[The data — start]

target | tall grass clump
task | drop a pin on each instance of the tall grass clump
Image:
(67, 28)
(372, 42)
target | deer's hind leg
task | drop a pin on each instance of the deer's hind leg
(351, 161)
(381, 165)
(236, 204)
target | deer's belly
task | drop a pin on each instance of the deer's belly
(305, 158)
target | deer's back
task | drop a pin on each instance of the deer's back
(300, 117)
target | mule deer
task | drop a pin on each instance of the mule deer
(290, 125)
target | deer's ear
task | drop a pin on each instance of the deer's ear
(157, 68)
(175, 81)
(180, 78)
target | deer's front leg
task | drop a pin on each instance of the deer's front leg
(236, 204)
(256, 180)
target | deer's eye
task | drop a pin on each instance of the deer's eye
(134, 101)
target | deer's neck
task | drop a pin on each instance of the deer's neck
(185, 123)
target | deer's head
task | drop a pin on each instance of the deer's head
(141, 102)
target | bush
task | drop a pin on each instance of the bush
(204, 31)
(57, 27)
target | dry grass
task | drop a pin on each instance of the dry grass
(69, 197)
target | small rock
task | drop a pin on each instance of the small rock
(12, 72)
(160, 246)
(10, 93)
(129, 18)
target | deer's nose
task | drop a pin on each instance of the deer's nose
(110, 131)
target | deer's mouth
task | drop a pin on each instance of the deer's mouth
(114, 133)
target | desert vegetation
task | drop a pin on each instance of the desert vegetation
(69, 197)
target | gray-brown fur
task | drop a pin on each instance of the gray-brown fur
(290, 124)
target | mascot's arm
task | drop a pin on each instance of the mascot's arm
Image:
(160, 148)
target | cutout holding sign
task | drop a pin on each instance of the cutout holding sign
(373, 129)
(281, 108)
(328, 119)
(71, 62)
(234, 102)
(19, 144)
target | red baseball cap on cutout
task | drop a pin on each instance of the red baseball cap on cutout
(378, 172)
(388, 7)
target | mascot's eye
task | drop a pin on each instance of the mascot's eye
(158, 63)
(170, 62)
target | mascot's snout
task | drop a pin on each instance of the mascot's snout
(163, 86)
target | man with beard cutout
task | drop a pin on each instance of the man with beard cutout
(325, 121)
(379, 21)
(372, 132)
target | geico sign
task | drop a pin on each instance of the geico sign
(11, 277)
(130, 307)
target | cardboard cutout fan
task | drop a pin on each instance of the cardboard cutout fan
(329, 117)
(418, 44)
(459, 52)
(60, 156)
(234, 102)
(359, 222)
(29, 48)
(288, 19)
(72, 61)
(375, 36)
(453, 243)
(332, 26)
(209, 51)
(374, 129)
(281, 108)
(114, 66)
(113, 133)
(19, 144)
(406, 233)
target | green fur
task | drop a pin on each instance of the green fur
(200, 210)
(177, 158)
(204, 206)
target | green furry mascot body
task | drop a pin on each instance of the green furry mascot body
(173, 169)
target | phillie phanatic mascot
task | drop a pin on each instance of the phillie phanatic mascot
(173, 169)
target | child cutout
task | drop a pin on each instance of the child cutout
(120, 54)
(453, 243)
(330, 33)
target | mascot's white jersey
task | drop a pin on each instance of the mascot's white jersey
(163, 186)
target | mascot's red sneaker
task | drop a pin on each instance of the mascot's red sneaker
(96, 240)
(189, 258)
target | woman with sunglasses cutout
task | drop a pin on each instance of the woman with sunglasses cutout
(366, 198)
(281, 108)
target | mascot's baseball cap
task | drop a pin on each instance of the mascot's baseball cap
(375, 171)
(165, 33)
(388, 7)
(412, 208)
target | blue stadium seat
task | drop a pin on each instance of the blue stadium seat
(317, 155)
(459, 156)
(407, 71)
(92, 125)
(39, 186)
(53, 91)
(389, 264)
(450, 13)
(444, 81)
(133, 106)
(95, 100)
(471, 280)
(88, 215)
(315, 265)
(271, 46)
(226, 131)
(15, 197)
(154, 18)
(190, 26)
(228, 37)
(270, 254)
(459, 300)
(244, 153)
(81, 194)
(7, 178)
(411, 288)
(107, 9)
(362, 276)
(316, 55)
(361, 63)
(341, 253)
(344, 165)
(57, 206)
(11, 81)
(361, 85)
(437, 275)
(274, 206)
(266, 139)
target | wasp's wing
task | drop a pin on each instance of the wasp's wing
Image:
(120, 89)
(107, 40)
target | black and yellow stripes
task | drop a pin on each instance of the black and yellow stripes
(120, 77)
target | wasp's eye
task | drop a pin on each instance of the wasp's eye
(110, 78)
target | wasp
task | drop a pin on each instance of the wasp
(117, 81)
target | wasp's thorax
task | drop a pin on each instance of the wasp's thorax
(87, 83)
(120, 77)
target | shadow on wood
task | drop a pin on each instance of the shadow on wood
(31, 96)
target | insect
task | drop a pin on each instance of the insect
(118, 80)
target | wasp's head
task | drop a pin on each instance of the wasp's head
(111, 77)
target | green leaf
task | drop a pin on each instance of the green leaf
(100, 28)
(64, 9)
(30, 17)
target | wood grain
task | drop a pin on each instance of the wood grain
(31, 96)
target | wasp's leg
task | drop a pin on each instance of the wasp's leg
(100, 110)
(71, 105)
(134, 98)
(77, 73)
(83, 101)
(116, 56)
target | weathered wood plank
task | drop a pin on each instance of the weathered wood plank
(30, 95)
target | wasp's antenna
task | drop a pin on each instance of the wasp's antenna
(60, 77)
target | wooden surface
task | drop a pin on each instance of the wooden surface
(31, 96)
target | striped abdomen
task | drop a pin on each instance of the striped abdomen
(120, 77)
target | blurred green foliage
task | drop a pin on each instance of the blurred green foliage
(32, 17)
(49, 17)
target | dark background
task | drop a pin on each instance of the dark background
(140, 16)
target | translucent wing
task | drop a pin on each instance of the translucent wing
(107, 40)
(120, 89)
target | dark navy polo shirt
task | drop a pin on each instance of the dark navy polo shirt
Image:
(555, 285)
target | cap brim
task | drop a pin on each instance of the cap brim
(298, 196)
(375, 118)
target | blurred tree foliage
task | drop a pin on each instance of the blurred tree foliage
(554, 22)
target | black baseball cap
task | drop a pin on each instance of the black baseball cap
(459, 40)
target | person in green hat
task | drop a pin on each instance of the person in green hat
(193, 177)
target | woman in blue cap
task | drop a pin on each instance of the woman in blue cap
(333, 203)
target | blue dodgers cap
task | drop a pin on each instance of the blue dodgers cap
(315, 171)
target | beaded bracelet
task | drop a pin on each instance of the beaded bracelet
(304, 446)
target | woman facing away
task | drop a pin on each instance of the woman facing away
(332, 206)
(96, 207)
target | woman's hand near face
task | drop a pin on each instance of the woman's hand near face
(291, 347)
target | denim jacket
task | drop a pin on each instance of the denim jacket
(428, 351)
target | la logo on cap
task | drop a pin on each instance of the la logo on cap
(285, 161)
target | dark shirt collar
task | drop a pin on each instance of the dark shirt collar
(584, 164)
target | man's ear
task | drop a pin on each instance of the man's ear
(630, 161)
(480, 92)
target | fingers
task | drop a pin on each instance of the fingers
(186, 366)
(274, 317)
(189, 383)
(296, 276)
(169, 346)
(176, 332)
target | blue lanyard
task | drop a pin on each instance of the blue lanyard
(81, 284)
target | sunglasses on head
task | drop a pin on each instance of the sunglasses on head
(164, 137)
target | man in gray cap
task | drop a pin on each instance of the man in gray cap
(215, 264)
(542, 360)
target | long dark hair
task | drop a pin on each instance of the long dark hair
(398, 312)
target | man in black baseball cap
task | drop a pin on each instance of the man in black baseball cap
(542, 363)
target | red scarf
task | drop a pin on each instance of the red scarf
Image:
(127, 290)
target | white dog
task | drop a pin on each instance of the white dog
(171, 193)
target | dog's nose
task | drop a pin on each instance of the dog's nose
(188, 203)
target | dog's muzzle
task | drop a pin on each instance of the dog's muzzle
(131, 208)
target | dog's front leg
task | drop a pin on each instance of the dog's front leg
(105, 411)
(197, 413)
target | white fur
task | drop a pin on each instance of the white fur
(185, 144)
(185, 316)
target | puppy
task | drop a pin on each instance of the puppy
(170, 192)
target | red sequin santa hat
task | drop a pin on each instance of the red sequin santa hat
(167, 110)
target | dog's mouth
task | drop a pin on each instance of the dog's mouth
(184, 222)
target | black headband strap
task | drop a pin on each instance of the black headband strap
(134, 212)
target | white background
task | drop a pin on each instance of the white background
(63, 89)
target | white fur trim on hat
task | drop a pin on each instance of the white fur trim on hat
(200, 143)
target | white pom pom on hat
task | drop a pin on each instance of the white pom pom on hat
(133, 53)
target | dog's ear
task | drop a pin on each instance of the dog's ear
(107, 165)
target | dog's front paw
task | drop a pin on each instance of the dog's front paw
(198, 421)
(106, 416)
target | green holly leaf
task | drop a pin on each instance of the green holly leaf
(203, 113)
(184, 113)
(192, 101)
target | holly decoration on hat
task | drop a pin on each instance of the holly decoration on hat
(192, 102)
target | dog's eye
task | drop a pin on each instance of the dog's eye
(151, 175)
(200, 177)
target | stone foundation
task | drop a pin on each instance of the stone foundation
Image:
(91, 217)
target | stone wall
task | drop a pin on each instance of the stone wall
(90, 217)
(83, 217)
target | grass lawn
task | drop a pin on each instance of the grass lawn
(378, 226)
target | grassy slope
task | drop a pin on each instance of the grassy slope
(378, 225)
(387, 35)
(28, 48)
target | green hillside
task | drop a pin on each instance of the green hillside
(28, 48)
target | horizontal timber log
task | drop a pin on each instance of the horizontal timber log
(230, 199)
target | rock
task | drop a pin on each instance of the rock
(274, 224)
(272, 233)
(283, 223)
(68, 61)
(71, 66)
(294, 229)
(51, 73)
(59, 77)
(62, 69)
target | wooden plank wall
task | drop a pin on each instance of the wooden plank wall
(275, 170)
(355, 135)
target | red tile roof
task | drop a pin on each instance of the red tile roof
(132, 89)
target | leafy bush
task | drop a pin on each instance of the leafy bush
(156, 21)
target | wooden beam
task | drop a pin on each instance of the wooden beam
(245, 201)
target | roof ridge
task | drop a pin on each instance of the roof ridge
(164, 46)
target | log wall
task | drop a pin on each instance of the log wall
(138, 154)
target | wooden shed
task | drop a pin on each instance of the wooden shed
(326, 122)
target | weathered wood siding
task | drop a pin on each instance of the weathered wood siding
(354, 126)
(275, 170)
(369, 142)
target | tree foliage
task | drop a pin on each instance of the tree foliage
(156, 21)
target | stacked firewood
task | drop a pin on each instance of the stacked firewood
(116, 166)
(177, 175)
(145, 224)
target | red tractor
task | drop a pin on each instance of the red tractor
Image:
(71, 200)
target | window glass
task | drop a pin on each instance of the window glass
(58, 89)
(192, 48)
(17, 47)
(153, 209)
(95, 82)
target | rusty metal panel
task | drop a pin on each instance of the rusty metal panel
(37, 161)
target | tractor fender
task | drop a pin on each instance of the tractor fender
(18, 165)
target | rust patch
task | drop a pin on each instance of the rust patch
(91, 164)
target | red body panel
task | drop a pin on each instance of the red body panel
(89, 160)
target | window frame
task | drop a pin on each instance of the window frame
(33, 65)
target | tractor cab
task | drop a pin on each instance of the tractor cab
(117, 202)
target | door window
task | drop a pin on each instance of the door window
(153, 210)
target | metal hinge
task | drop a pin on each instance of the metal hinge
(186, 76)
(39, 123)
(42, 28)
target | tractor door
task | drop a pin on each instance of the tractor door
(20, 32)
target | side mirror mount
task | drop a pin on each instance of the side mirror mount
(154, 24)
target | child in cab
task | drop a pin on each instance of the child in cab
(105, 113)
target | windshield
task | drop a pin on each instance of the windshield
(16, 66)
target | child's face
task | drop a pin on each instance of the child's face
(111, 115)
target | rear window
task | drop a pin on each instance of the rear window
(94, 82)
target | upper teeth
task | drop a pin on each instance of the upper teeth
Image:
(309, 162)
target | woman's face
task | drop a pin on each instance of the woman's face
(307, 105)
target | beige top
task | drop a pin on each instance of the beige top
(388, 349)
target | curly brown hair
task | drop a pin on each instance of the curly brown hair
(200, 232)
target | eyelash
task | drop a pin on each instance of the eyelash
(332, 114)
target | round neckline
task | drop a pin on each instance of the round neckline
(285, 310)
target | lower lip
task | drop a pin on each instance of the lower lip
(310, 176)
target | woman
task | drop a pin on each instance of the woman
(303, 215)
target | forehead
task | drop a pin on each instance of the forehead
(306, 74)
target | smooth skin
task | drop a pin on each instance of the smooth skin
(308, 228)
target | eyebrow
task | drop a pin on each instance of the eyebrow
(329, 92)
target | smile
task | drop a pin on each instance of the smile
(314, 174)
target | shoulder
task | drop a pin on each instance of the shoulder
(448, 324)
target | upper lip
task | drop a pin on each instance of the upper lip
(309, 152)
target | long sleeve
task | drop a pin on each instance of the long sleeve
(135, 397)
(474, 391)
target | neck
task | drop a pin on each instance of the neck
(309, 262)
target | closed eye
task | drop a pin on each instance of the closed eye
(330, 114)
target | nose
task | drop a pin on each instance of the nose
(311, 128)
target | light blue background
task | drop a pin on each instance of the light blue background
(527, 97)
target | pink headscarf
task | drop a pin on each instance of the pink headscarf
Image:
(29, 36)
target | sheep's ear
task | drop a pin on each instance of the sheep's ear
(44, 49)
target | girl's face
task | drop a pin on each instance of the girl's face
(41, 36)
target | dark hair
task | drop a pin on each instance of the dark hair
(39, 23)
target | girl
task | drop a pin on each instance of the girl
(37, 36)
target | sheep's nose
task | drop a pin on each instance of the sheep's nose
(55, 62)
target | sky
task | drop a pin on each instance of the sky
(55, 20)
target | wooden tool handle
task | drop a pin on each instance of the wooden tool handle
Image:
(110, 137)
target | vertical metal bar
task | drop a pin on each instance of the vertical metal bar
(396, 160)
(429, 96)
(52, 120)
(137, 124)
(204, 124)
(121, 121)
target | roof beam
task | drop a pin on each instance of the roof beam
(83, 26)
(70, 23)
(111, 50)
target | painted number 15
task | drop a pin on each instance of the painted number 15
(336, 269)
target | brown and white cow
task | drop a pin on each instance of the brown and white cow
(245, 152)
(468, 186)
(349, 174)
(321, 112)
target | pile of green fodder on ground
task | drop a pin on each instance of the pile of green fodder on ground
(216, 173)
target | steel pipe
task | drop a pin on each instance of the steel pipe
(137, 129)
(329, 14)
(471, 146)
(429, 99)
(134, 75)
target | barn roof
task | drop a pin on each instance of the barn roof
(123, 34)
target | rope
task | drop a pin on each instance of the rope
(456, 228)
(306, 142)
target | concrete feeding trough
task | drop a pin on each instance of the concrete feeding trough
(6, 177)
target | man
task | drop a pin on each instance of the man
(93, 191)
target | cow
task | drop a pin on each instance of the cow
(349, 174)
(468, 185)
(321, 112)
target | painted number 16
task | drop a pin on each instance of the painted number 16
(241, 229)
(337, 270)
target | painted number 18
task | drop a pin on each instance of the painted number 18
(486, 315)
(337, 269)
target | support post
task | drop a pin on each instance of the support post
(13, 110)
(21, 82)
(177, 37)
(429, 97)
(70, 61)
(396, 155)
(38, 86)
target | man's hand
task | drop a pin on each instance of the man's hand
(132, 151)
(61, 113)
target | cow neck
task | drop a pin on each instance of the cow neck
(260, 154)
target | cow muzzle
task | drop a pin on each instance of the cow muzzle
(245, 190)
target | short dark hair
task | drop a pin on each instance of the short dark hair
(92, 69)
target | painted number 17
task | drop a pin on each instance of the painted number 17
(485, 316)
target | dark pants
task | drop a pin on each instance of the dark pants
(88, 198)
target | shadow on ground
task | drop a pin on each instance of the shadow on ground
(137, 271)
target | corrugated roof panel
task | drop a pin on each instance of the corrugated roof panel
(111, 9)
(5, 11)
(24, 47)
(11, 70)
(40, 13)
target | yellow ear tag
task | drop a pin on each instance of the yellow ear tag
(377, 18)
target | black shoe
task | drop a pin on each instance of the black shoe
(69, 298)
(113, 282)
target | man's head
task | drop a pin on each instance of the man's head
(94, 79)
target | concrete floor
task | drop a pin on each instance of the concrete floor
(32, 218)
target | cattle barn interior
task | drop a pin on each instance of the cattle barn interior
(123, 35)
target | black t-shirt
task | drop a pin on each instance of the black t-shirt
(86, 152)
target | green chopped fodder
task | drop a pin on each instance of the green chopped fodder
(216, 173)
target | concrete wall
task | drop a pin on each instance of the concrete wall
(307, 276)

[The data — finish]

Please retype the top of the data exactly, down to and including the line that holds "target | geico sign", and nothing further.

target | tall grass clump
task | drop a pin on each instance of the tall grass clump
Image:
(67, 28)
(372, 42)
target | deer's hind leg
task | drop a pin on each instance of the deer's hind leg
(351, 161)
(381, 165)
(236, 204)
target | deer's belly
task | drop a pin on each instance of the deer's belly
(305, 158)
target | deer's back
task | drop a pin on each instance of the deer's back
(300, 117)
target | mule deer
task | drop a pin on each instance of the mule deer
(290, 125)
target | deer's ear
task | drop a pin on each instance of the deer's ear
(157, 68)
(175, 81)
(180, 78)
target | deer's front leg
task | drop a pin on each instance of the deer's front leg
(236, 204)
(256, 180)
target | deer's eye
task | drop a pin on each instance of the deer's eye
(134, 101)
target | deer's neck
task | drop a pin on each instance of the deer's neck
(185, 123)
target | deer's head
task | drop a pin on each instance of the deer's head
(141, 102)
target | bush
task | drop a pin on each instance of the bush
(204, 31)
(57, 27)
target | dry grass
task | drop a pin on each instance of the dry grass
(69, 197)
target | small rock
task | drop a pin on each instance of the small rock
(12, 72)
(160, 246)
(10, 93)
(129, 18)
target | deer's nose
task | drop a pin on each instance of the deer's nose
(110, 131)
target | deer's mouth
task | drop a pin on each instance of the deer's mouth
(114, 133)
target | desert vegetation
task | drop a pin on each instance of the desert vegetation
(69, 197)
target | gray-brown fur
task | drop a pin on each instance of the gray-brown fur
(290, 124)
target | mascot's arm
task | drop a pin on each instance of the mascot's arm
Image:
(160, 148)
target | cutout holding sign
task | drop a pin on each instance of the cutout holding sign
(373, 129)
(281, 108)
(328, 119)
(71, 62)
(234, 102)
(19, 144)
target | red baseball cap on cutout
task | drop a pin on each instance of the red baseball cap on cutout
(378, 172)
(388, 7)
target | mascot's eye
task | drop a pin on each instance of the mascot's eye
(158, 63)
(170, 62)
target | mascot's snout
task | drop a pin on each instance of the mascot's snout
(163, 86)
target | man with beard cutout
task | drop a pin on each instance of the man with beard cutout
(325, 121)
(379, 21)
(372, 132)
target | geico sign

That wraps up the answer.